▸ DIRECTION
Copy the passage about Plato and the lily below word for word, from beginning to end.

▸ SOURCE DOCUMENT
————————

Plato the philosopher said that the eternities and the realities are the idea, the thought, not the matter. No greater philosophical truth was ever discussed than that. For example, walk down the streets of this city. These great towering buildings, what are they really? If all they are is steel, or iron, or masonry, or brick, or glass, then they are nothing but so many heaps of rubbish. But when you walk down the streets of the city and look at these great towering buildings, what they are is idea; the idea of the architect, the idea of the capitalist that built it, the idea of the construction contractor, the idea of the artist. And they are expressions of the souls of men. So the great moving forces of life are invisible and unseen. They’re of the heart and of the soul, these that move and stir within us.
Beneath the cover of the sod,
The lily heard the call of God
Within its bulb, so strangely sweet,
Answering pulse began to beat
The earth lay darkly damp and cold,
And held the smell of grave and mold
But never did the lily say,
“O who will roll the stone away?”
It heard the call, the call of God—
Invisible and unseen—
And up through prison house of sod,
It came from burial place of gloom
To find its life in perfect bloom.

————————

▸ DATA EXCERPTS
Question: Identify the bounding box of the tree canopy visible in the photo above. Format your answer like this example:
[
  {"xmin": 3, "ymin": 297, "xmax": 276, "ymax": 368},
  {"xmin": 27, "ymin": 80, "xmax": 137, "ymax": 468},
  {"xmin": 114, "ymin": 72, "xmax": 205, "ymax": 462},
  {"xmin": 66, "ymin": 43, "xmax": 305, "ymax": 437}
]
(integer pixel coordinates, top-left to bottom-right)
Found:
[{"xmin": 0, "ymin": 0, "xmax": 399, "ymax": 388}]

————————

▸ REPLY TO THE EXERCISE
Plato the philosopher said that the eternities and the realities are the idea, the thought, not the matter. No greater philosophical truth was ever discussed than that. For example, walk down the streets of this city. These great towering buildings, what are they really? If all they are is steel, or iron, or masonry, or brick, or glass, then they are nothing but so many heaps of rubbish. But when you walk down the streets of the city and look at these great towering buildings, what they are is idea; the idea of the architect, the idea of the capitalist that built it, the idea of the construction contractor, the idea of the artist. And they are expressions of the souls of men. So the great moving forces of life are invisible and unseen. They’re of the heart and of the soul, these that move and stir within us.
Beneath the cover of the sod,
The lily heard the call of God
Within its bulb, so strangely sweet,
Answering pulse began to beat
The earth lay darkly damp and cold,
And held the smell of grave and mold
But never did the lily say,
“O who will roll the stone away?”
It heard the call, the call of God—
Invisible and unseen—
And up through prison house of sod,
It came from burial place of gloom
To find its life in perfect bloom.